# Given problem:
Output, please, every line from the line that holds "target | bollard" to the end, exactly as written.
:::
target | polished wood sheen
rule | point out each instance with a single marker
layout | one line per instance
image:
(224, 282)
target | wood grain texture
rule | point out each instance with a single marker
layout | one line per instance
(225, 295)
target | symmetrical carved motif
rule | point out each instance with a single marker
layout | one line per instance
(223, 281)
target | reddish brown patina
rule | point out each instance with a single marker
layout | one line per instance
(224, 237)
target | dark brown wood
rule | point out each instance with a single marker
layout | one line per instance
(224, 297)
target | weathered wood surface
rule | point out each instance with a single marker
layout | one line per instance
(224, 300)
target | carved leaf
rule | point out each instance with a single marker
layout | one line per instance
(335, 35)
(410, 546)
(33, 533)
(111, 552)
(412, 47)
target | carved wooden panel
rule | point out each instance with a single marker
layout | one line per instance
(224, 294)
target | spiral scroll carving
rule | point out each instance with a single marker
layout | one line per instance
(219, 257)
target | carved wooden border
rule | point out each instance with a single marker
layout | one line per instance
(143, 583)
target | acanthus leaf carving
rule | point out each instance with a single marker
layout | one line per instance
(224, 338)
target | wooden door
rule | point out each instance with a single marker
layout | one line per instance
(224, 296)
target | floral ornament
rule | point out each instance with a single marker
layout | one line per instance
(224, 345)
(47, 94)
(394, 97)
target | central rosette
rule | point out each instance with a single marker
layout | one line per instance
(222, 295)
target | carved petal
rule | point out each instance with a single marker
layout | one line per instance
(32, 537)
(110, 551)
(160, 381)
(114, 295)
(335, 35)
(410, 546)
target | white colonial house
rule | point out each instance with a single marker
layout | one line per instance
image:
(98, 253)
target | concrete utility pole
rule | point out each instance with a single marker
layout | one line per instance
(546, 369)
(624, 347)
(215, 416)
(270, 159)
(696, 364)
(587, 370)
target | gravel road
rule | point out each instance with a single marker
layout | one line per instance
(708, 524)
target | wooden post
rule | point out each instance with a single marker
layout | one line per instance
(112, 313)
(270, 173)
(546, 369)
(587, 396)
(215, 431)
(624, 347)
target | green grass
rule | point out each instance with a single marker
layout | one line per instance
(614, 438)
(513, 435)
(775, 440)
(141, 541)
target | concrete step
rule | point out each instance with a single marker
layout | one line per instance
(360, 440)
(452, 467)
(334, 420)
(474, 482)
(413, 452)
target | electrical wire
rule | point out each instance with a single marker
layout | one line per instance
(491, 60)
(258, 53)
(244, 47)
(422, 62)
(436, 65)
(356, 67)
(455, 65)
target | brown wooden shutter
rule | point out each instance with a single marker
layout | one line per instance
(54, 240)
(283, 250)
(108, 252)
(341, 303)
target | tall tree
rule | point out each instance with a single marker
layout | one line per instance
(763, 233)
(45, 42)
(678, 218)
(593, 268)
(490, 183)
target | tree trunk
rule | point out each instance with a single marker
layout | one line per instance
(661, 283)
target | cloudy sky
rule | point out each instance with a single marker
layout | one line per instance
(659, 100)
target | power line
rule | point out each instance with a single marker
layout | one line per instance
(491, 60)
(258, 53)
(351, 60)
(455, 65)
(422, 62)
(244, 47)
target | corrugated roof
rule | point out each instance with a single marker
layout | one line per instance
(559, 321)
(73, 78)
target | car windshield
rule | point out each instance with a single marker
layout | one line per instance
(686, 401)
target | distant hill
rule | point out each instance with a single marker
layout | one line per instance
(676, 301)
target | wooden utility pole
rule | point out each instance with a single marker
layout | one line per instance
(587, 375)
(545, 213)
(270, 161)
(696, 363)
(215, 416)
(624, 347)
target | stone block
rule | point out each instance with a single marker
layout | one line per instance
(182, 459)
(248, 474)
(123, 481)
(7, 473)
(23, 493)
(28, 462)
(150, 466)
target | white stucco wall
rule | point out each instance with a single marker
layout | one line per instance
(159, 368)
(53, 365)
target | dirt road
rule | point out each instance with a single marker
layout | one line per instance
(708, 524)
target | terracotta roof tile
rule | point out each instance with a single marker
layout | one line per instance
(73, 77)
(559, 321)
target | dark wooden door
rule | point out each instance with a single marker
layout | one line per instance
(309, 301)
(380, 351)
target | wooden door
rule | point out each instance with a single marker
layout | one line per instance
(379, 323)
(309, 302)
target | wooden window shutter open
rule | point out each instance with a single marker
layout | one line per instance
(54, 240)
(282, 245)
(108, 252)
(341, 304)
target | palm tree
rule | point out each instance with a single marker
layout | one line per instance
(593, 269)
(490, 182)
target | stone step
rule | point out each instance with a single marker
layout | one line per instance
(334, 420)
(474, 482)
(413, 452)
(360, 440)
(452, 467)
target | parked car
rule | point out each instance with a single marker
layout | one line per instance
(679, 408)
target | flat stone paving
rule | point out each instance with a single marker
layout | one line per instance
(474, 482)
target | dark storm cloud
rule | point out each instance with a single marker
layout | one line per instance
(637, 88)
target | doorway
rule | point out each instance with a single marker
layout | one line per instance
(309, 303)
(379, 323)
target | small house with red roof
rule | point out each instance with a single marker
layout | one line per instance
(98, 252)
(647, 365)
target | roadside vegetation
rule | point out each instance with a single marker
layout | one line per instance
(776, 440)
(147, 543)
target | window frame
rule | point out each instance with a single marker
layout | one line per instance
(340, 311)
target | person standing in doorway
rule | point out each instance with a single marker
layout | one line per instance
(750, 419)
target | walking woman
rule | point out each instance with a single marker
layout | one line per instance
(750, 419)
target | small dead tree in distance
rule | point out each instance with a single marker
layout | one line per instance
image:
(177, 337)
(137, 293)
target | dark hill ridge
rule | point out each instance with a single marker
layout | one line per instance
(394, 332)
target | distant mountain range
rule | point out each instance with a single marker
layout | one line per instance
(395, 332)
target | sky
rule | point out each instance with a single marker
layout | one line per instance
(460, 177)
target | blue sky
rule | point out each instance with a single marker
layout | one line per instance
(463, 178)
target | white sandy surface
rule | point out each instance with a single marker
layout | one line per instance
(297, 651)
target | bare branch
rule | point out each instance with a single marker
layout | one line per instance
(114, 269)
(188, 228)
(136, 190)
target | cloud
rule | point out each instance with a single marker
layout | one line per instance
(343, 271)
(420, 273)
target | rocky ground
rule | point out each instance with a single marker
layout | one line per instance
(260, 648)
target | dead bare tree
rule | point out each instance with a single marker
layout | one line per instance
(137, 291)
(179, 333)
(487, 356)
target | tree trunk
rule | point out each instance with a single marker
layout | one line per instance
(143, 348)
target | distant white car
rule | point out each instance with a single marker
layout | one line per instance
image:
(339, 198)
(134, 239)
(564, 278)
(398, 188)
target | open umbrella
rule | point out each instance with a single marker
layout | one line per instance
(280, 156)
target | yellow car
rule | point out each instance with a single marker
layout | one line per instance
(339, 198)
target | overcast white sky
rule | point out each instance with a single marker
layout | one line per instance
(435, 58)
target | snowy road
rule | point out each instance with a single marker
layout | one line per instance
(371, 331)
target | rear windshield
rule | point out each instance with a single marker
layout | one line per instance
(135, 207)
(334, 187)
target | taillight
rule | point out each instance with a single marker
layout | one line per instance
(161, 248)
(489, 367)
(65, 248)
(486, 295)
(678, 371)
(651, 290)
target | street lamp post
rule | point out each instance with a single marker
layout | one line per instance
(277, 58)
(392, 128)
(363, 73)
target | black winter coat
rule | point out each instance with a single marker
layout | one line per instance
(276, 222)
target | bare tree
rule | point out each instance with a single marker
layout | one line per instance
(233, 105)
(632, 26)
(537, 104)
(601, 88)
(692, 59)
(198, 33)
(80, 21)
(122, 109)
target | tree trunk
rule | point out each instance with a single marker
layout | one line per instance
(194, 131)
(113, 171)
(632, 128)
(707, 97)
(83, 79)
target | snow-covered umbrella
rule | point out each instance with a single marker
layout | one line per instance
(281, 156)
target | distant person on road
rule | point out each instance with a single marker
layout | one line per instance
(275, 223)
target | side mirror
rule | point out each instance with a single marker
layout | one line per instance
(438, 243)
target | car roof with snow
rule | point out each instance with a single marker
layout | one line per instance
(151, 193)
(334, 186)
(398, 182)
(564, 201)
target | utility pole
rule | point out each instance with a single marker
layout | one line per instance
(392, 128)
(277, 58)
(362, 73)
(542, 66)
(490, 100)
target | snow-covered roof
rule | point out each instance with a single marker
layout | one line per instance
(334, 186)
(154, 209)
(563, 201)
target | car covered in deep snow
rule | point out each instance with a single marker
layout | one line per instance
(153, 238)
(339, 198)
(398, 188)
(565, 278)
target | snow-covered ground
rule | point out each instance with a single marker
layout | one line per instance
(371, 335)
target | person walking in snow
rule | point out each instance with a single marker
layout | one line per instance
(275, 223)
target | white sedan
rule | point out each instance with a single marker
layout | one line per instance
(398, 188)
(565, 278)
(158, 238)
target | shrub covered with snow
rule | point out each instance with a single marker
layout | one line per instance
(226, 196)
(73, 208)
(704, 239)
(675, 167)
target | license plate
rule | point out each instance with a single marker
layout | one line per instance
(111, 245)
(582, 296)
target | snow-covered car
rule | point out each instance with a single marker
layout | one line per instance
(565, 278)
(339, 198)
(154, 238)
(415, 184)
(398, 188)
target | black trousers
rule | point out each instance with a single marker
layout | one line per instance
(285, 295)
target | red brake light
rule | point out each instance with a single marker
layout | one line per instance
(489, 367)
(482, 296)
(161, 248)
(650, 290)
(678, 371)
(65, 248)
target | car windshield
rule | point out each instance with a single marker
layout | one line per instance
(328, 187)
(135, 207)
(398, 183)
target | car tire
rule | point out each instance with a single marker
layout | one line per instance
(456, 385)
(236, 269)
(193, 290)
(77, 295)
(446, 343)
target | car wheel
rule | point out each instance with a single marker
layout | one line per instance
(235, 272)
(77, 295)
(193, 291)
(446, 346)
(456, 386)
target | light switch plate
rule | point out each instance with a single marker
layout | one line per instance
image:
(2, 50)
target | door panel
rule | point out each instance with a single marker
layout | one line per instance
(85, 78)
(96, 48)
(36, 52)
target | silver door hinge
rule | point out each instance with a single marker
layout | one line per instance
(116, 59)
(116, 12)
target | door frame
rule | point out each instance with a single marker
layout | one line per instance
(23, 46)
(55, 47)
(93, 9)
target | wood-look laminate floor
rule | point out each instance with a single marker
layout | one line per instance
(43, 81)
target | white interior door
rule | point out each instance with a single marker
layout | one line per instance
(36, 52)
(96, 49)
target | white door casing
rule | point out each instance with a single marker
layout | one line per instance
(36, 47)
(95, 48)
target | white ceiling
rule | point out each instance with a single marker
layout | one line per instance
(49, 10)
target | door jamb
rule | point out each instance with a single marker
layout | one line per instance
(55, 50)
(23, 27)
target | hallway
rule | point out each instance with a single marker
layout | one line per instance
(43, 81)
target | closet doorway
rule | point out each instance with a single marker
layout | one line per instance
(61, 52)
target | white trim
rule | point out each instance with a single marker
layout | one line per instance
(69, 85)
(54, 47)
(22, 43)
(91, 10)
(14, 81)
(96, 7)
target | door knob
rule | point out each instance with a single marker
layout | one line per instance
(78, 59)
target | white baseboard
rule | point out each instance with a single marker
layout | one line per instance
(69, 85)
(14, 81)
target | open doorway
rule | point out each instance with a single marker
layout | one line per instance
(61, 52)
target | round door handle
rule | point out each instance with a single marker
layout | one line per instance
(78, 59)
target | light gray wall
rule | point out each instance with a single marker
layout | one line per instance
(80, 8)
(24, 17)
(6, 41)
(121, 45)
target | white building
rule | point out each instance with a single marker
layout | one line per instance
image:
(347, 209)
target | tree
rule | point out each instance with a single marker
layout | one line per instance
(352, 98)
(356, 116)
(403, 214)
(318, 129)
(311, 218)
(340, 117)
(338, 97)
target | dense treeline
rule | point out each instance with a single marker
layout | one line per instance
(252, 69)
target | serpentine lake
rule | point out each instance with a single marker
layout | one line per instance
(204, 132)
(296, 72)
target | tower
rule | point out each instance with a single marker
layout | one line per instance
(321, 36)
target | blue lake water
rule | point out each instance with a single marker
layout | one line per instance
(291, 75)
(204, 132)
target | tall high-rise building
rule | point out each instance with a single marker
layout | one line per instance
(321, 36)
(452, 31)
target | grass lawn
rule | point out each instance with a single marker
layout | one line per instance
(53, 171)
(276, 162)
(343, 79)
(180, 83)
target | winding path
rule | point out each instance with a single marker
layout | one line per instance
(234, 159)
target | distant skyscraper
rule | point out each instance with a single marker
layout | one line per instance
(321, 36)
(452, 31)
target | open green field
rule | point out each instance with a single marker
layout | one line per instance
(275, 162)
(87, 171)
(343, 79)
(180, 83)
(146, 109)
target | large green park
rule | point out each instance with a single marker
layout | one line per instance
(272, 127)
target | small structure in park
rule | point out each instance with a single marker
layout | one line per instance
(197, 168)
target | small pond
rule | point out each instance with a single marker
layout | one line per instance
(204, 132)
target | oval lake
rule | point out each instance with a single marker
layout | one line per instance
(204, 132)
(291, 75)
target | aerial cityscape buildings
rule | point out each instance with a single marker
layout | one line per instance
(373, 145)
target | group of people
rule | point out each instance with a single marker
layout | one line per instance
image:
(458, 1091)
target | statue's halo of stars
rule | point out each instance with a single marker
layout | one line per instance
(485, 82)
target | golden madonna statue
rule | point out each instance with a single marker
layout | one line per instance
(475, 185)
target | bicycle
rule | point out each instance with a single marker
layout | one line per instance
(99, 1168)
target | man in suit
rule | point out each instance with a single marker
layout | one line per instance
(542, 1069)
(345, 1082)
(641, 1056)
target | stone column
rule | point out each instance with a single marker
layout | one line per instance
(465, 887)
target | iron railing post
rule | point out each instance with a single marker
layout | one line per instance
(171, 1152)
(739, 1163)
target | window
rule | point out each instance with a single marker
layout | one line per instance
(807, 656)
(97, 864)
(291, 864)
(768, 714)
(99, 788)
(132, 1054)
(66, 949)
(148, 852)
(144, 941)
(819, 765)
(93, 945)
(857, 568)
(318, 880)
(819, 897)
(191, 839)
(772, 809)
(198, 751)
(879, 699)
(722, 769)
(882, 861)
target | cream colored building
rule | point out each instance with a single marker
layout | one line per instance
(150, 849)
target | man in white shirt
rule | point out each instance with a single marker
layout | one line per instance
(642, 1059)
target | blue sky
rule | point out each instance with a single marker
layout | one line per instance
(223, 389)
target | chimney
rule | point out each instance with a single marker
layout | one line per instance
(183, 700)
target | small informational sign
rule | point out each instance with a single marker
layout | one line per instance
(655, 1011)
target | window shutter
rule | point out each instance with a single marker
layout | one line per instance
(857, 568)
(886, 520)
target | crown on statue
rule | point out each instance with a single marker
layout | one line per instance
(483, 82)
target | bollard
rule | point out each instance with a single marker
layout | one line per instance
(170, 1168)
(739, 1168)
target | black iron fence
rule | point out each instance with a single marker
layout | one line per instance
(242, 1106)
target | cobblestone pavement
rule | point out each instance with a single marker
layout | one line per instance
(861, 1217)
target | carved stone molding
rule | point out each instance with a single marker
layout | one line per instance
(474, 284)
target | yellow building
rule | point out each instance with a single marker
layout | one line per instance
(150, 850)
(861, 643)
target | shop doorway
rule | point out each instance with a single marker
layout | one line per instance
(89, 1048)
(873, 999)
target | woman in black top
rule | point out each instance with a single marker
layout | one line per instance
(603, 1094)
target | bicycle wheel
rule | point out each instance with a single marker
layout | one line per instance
:::
# Task solution:
target | bollard
rule | point out each instance with a single marker
layout | one line per instance
(170, 1168)
(739, 1168)
target | black iron fence
rule | point out each instance with a single marker
layout | one line per instance
(242, 1106)
target | cobblestone pavement
rule | point out each instance with a single marker
layout | one line per instance
(861, 1217)
target | carved stone molding
rule | point out each instance with a single marker
layout | one line per instance
(474, 284)
target | yellow building
rule | point out each instance with a single marker
layout | one line per instance
(150, 850)
(861, 643)
target | shop doorway
rule | point out each instance with a single marker
layout | one line per instance
(89, 1048)
(873, 999)
target | woman in black top
rule | point out each instance with a single marker
layout | one line per instance
(603, 1094)
target | bicycle wheel
rule | point out each instance with a single marker
layout | one line per instance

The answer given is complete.